→ TASK:
Count the lines in the records below that contain the string "ceiling" and reply with that number alone.

(Stored entries)
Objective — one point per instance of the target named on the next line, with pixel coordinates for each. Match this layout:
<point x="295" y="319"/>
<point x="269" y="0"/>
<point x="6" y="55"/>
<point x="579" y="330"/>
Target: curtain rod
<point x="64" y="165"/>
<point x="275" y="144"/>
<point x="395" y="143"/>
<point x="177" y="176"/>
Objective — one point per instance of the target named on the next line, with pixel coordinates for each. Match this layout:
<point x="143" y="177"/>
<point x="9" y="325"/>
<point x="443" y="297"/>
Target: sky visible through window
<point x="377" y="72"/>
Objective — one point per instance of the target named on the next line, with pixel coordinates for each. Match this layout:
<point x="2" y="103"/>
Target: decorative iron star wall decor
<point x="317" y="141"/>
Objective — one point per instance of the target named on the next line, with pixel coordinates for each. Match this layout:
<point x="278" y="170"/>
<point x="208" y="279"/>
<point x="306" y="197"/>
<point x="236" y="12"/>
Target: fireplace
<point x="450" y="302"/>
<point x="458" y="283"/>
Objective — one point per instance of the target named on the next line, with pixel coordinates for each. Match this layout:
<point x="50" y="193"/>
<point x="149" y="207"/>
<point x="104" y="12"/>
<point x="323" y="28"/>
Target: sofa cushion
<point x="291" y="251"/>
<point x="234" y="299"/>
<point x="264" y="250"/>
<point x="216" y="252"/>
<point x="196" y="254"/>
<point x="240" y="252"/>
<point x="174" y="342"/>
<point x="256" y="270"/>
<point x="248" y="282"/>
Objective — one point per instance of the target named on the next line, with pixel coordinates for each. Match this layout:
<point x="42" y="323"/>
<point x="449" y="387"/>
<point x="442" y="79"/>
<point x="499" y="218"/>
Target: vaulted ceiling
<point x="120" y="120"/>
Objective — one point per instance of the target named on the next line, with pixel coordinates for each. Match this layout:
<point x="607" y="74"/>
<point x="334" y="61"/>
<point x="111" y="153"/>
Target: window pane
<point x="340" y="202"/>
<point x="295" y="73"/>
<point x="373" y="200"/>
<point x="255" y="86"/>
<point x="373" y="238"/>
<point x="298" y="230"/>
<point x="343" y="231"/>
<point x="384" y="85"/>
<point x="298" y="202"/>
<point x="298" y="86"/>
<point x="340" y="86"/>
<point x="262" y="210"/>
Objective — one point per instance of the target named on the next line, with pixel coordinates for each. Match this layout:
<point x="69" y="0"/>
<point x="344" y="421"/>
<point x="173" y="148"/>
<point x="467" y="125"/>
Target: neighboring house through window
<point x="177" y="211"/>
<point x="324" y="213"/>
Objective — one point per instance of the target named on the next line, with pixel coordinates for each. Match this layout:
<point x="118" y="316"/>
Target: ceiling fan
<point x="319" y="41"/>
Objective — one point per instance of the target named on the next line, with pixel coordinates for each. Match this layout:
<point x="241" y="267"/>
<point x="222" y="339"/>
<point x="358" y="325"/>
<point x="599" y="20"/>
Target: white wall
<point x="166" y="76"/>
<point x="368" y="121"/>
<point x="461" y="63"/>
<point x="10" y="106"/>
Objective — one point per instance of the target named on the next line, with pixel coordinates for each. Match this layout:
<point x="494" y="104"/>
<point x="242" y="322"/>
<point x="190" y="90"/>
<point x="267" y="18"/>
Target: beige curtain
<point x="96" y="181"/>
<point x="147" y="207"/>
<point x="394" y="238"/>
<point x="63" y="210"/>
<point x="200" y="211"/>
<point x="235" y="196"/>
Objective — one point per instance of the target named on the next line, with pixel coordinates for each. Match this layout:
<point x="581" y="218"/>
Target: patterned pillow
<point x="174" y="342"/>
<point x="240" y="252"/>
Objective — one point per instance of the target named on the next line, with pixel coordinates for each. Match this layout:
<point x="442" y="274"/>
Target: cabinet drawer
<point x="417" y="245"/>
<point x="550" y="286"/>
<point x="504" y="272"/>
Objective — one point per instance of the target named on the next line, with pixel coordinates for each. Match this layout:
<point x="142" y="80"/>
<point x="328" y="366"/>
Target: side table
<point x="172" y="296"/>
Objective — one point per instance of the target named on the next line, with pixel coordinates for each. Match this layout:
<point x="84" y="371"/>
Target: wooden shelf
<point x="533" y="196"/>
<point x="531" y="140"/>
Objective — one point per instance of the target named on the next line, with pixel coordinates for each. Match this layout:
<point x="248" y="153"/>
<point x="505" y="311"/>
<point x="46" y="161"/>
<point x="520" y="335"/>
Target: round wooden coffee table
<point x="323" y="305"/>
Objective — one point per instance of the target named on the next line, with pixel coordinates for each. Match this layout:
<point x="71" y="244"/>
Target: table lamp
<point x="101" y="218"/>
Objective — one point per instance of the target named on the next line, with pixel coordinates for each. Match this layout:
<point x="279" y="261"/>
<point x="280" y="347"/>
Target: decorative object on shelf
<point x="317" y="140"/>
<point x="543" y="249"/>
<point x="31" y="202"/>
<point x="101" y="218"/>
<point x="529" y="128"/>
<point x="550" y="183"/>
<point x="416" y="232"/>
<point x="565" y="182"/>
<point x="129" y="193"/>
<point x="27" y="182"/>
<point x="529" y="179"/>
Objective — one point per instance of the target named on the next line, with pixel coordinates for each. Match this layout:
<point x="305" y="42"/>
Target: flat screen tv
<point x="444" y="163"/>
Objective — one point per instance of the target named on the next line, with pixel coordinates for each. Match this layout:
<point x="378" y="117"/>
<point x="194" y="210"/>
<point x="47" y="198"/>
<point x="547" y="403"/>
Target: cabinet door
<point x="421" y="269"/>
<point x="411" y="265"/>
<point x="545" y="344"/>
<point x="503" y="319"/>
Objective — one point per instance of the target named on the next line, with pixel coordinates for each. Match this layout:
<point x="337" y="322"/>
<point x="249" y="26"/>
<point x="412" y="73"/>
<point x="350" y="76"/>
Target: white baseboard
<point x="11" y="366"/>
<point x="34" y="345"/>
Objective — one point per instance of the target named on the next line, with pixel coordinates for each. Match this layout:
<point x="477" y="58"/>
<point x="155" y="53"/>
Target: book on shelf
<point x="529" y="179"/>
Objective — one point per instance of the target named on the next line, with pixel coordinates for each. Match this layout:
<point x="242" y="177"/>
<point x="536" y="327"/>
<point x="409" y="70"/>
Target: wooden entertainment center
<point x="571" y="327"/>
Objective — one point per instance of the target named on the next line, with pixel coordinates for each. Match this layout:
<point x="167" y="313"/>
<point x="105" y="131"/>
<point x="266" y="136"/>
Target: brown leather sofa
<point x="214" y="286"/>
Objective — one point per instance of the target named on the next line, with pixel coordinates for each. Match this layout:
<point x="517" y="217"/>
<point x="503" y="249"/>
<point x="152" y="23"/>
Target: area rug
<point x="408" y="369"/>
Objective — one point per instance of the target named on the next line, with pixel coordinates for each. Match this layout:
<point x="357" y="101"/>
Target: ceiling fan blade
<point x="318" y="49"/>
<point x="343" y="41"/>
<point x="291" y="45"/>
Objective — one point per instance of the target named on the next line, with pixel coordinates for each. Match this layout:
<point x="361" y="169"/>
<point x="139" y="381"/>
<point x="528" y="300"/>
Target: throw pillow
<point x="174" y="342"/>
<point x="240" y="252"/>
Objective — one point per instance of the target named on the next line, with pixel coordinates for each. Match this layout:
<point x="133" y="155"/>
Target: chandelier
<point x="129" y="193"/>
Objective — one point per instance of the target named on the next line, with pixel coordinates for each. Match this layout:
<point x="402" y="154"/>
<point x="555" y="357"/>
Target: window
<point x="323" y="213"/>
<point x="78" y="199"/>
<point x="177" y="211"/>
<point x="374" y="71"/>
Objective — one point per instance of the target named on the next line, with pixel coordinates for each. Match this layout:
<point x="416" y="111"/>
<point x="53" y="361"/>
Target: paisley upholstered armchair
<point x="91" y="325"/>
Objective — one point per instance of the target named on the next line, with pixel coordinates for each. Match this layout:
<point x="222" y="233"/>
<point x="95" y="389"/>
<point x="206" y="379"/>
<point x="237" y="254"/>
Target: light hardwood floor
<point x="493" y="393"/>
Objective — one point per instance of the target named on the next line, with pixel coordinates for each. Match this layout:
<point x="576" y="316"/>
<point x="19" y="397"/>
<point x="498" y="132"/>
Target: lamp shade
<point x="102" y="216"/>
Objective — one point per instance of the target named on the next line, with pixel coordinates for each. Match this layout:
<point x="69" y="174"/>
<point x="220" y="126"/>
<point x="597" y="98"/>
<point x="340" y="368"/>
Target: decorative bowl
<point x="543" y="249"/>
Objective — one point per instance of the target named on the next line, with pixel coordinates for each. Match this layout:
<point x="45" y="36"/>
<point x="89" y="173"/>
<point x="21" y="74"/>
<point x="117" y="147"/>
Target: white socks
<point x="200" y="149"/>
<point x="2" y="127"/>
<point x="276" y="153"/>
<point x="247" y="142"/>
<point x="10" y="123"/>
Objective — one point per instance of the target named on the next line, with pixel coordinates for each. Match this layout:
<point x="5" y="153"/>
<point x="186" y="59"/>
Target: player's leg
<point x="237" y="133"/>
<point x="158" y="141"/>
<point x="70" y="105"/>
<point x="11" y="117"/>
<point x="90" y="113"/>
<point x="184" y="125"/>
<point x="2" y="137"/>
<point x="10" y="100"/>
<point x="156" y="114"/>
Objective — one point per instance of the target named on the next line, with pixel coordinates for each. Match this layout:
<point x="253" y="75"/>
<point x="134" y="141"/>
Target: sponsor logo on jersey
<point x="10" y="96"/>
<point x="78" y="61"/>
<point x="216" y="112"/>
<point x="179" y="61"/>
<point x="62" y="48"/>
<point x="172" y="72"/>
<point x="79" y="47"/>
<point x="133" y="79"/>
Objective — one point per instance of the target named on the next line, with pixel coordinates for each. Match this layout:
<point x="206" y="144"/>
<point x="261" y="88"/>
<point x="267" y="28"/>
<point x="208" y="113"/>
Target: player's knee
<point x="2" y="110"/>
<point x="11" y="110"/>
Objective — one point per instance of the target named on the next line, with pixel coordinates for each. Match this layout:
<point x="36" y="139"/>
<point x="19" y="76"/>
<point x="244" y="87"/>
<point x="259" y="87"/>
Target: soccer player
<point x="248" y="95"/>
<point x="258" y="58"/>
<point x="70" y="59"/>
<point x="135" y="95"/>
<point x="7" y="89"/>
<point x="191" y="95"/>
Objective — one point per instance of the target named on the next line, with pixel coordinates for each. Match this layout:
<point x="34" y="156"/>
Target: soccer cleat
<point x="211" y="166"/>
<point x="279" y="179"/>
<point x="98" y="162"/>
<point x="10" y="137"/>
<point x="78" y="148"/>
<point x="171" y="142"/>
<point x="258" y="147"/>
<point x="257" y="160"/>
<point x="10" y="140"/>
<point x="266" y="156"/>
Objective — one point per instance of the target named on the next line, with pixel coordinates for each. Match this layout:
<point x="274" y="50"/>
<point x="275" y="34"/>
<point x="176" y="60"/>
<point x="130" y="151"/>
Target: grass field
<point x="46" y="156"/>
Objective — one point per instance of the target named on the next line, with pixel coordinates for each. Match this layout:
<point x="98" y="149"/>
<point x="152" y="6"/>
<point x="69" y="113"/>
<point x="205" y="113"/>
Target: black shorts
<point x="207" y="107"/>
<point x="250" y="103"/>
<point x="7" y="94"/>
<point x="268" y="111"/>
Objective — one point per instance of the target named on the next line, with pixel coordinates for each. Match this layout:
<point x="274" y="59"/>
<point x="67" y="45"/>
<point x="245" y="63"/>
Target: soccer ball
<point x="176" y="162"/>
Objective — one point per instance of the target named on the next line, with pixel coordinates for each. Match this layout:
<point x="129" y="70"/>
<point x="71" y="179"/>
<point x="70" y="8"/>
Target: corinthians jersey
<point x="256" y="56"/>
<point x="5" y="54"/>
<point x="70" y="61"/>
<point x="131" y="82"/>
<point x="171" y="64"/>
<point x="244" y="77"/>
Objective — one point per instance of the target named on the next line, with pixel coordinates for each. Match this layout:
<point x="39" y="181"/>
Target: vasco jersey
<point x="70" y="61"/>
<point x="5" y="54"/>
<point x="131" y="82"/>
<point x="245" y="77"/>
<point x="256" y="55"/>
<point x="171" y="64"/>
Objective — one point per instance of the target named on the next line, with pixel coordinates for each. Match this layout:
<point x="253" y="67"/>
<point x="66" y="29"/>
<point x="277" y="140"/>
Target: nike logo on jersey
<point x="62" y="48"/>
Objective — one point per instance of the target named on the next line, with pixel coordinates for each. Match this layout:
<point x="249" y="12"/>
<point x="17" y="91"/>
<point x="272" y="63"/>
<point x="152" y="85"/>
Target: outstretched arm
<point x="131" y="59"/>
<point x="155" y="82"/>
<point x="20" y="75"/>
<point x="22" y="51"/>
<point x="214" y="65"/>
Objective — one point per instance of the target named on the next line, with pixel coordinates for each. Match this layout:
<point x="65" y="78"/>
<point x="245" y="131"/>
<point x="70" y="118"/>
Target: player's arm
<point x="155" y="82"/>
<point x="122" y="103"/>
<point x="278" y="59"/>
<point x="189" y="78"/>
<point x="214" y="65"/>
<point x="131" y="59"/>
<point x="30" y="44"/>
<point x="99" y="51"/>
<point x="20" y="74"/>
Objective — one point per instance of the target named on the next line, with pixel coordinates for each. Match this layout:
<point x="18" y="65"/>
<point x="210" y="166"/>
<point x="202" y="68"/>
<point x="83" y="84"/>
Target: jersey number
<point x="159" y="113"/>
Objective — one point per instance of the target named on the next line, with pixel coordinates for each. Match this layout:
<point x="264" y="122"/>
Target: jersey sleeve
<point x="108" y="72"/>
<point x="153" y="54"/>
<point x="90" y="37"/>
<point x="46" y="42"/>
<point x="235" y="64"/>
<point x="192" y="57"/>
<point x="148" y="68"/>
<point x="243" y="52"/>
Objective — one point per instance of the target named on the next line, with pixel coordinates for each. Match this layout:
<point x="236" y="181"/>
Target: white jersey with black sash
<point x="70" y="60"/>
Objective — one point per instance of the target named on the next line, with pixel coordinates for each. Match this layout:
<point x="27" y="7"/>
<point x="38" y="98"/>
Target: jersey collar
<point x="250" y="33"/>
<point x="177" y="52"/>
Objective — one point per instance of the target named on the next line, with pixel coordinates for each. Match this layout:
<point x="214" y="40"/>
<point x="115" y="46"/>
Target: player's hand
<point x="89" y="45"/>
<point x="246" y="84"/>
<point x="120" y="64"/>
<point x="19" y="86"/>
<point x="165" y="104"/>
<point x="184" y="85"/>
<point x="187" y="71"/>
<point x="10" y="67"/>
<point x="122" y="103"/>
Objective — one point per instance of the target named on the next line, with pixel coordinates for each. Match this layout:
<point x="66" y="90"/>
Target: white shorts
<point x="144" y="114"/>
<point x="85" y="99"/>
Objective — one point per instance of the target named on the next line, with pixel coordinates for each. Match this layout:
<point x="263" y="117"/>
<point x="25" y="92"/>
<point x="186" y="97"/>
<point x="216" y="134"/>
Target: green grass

→ ANSWER TO THIS PROBLEM:
3